:: STATED TASK ::
Please copy out the pixel shifting article word for word, starting with "Pixel shifting by" and going on through "different pixel counts.".

:: PASSAGE SHOWN ::
Pixel shifting refers to various technical methods, either to diminish damage to displays by preventing "burn in" of static images or to enhance resolution of displays, projectors, and digital imaging devices. The term is often used synonymously with the more specific term pixel shift.

Purposes

Avoid burn-in 
See Pixel shifting avoids burn-in explained in detail for both analogue and digital screens.

Enhance character display resolution on terminals 
Computer terminals such as the HP 2645A used a half-shift algorithm to move pixel positions by half a screen pixel in order to support the generation of multiple complex character sets.

Increase projection resolution 
Pixel shifting has been implemented in video projectors to expand the native 1080p resolution to produce an effectively 4K image on the screen. An exemplary implementation by the electronics corporation JVC is referred to as "e-shift".

Increase capture and/or tonal resolution 

Pixel shifting by movement of one or more sensors is a technique to increase resolution and/or colour rendering of image capturing devices. 
 The image at right displays the visible gain both in detail and in colour resolution produced by the Sony α7R IV 16-shot pixel shift mode, which results in a 240 Mpixel image, as compared to a single shot with the standard sensor resolution of 61 Mpixel. The crops taken from each image display the coat of arms at exactly the same size, albeit with different pixel counts.

:: SUPPLIED RECORDS ::

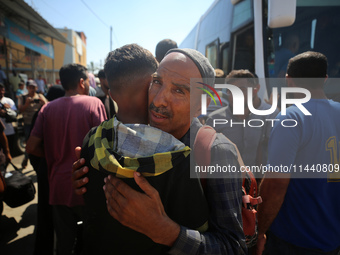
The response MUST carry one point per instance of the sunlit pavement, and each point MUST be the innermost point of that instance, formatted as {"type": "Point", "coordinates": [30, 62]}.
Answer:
{"type": "Point", "coordinates": [17, 224]}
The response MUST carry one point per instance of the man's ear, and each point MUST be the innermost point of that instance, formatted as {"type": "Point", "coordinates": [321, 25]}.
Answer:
{"type": "Point", "coordinates": [198, 112]}
{"type": "Point", "coordinates": [290, 81]}
{"type": "Point", "coordinates": [81, 83]}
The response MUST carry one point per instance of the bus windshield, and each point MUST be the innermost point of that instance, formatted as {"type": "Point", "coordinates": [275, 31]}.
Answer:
{"type": "Point", "coordinates": [316, 28]}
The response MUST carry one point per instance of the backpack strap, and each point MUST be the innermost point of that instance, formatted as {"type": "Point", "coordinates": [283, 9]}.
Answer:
{"type": "Point", "coordinates": [205, 137]}
{"type": "Point", "coordinates": [202, 145]}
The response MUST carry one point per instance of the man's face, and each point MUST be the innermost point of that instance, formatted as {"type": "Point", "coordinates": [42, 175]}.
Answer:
{"type": "Point", "coordinates": [32, 89]}
{"type": "Point", "coordinates": [132, 100]}
{"type": "Point", "coordinates": [169, 94]}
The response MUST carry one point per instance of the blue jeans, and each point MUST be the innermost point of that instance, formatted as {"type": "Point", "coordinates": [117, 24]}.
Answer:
{"type": "Point", "coordinates": [277, 246]}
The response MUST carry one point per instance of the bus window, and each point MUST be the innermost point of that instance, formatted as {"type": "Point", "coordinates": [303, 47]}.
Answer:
{"type": "Point", "coordinates": [315, 28]}
{"type": "Point", "coordinates": [225, 58]}
{"type": "Point", "coordinates": [211, 52]}
{"type": "Point", "coordinates": [243, 55]}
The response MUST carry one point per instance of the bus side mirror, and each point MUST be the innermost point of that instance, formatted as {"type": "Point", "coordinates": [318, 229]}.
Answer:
{"type": "Point", "coordinates": [281, 13]}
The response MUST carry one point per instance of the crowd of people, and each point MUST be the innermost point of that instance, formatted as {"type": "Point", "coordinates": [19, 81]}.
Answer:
{"type": "Point", "coordinates": [121, 163]}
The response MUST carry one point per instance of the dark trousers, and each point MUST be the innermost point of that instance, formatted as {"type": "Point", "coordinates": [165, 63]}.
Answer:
{"type": "Point", "coordinates": [277, 246]}
{"type": "Point", "coordinates": [67, 230]}
{"type": "Point", "coordinates": [44, 230]}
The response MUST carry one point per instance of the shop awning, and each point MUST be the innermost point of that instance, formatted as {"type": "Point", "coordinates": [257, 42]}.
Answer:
{"type": "Point", "coordinates": [24, 15]}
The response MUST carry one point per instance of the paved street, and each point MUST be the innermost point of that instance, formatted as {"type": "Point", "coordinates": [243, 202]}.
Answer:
{"type": "Point", "coordinates": [17, 224]}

:: EXPECTED ANSWER ::
Pixel shifting by movement of one or more sensors is a technique to increase resolution and/or colour rendering of image capturing devices. 
 The image at right displays the visible gain both in detail and in colour resolution produced by the Sony α7R IV 16-shot pixel shift mode, which results in a 240 Mpixel image, as compared to a single shot with the standard sensor resolution of 61 Mpixel. The crops taken from each image display the coat of arms at exactly the same size, albeit with different pixel counts.